QUOTED TEXT.
● ● ● ●

# How to... Big water changes?



## AndrewH (6 Jan 2013)

Just done my bi-weekly water change in my community tank - 180L no ferts, no CO2.
I change about 50L but this takes me about 5 or 6 buckets emptied out, then waiting for kettle to boil to heat the water up, and filling the tank up again... one splashing, spilling bucket at a time.

This may be a stupid question, but is there a better way?

Im in the planning stage to convert is tank this EI dosed Co2 tank and 50% water changes every week frankly scare me. That's 9 of my 10 litre buckets in and out, not to mention the cost of the 3kW kettle to heat up all that water.

Thanks guys.


----------



## mdhardy01 (6 Jan 2013)

Hose pipe from mixer tap straight into tank
Matt


Sent from my iPad using Tapatalk HD


----------



## LondonDragon (6 Jan 2013)

Have a look at this thread I created sometime ago: DIY Water Changer, No more buckets!! | UK Aquatic Plant Society


----------



## AndrewH (6 Jan 2013)

LondonDragon said:


> Have a look at this thread I created sometime ago: DIY Water Changer, No more buckets!! | UK Aquatic Plant Society


 
ArGh, sorry Dragon, I always do a search before starting a new thread, but didn't see this one.
Sorry about that...and thanks so much for the quick, excellent reply.

@Matt - my water contains both chlorine and chlorasamine so I would be really worried about just putting it straight into the tank...not to mention the cold temperature of the mains water vs my 25 C tank. What u think?


----------



## AndrewH (6 Jan 2013)

Wow, Im being stupid tonight...
I didn't look at that link before writing the above post.

@Matt - I see now how the temperature thing works using the hot tap for mixing. 

However, Im really worried about the copper in my hot water system affecting my shrimp badly. 
Should I be?


----------



## LondonDragon (6 Jan 2013)

AndrewH said:


> my water contains both chlorine and chlorasamine so I would be really worried about just putting it straight into the tank...not to mention the cold temperature of the mains water vs my 25 C tank. What u think?


If you pay attention to the diagram there is a cold and hot tap connected so that you can adjust the temp into the shower before pumping it back to the tank, just place a tank thermometer under the running water till you get it right  usually I don't bother with that too much. If you are worried you can mix the dechlorinator as you are pumping the water back into the tank.

● ● ● ●

EXERCISE REQUIREMENTS.
a – According to the water-change thread, about how many liters does AndrewH change in his bi-weekly water change?
b – Resume the water-change thread with the next post after LondonDragon's last reply.
The records that come next have nothing to do with the water-change thread.

● ● ● ●

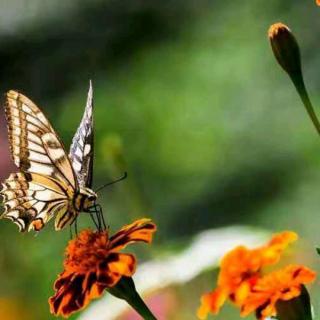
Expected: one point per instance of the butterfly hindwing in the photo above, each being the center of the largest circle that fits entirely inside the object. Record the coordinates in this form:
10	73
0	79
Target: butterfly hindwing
34	145
81	150
30	200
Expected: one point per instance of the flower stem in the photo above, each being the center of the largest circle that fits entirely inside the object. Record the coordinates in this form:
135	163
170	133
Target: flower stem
297	80
126	290
139	305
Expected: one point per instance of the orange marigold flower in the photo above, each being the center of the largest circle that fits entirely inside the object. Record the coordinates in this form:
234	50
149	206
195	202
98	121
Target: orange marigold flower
240	270
284	284
93	263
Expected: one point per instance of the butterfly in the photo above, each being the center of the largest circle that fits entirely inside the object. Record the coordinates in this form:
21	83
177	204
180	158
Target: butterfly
50	183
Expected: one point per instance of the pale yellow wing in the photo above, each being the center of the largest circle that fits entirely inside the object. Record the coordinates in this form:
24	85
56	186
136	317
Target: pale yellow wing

● ● ● ●

EXERCISE RESULTS.
a – About 50 liters.

b –
----------



## Westyggx (6 Jan 2013)

A lot of people don't use declhorinator and have no problems. I use a 25litre tub I got from my LFS to remove water and the hose pipe on the mixer tap to fill back up.


----------



## AndrewH (6 Jan 2013)

Thanks so much guys, really helpful info... And thanks Paulo for the OP and excellent guide.
Im off to plan out my new super "Dragonsucker" as I shall christen it !!

@Mike - thanks m8, that's good to hear your experiences too. Im not so worried about the dechlorinator (although I will still add it but just into the tanks, not the individual buckets)
I think alot of fish keepers don't actually realise that these treatments don't instantly neutralise the chlorines etc, but actually take a pretty long time to work fully (30+ mins. I believe)!

and now because of the excellent guys on this forum, Im looking forward to saying goodbye to the buckets!!


----------



## mdhardy01 (7 Jan 2013)

AndrewH said:


> However, Im really worried about the copper in my hot water system affecting my shrimp badly.
> Should I be?


You'll probably find there more copper in your trace mix than you'll get from your hot water system

P.S I keep discus and have never had a problem in 2 years
Matt


Sent from my iPad using Tapatalk HD


----------



## AndrewH (7 Jan 2013)

mdhardy01 said:


> You'll probably find there more copper in your trace mix than you'll get from your hot water system


Wow, thats great to hear Matt - definitely makes me more at ease about this switch to the "hose" system.
Thanks m8.


----------



## Nathaniel Whiteside (7 Jan 2013)

If its low tech, large frequent water changes are actually worse for it. Causing co2 to be removed, which will have a negative impact on plants.

If your running a 'High tech' co2 injected setup, then frequent heavy water changes are a must, because of plant waste and the constant availability of co2.


----------



## mdhardy01 (7 Jan 2013)

AndrewH said:


> Im in the planning stage to convert is tank this EI dosed Co2 tank and 50% water changes every week frankly scare me. That's 9 of my 10 litre buckets in and out, not to mention the cost of the 3kW kettle to heat up all that water.
> 
> Thanks guys.



Think the op is going hi-tech 

Sent from my iPad using Tapatalk HD


----------



## Nathaniel Whiteside (7 Jan 2013)

mdhardy01 said:


> Think the op is going hi-tech
> 
> Sent from my iPad using Tapatalk HD



Just mentioned it as a matter of interest  I knew he was going High tech.


----------



## sanj (9 Jan 2013)

I just put Seachem Safe mixed in a little water into the tank and then fill from hose via mixer tap.


----------



## Danny (10 Jan 2013)

Hose pipe straight in, slower in the winter. Every single MA shop does their water changes straight off the mains other than the marine and soft water systems but will tell you that you need to use dechlorinator lol.

I have never used it in over 10 years of standard freshwater from general community to central and south american cichlids to malawi's and never had any problems because of it.


----------



## greenink (12 Jan 2013)

Whitey89 said:


> If its low tech, large frequent water changes are actually worse for it. Causing co2 to be removed, which will have a negative impact on plants.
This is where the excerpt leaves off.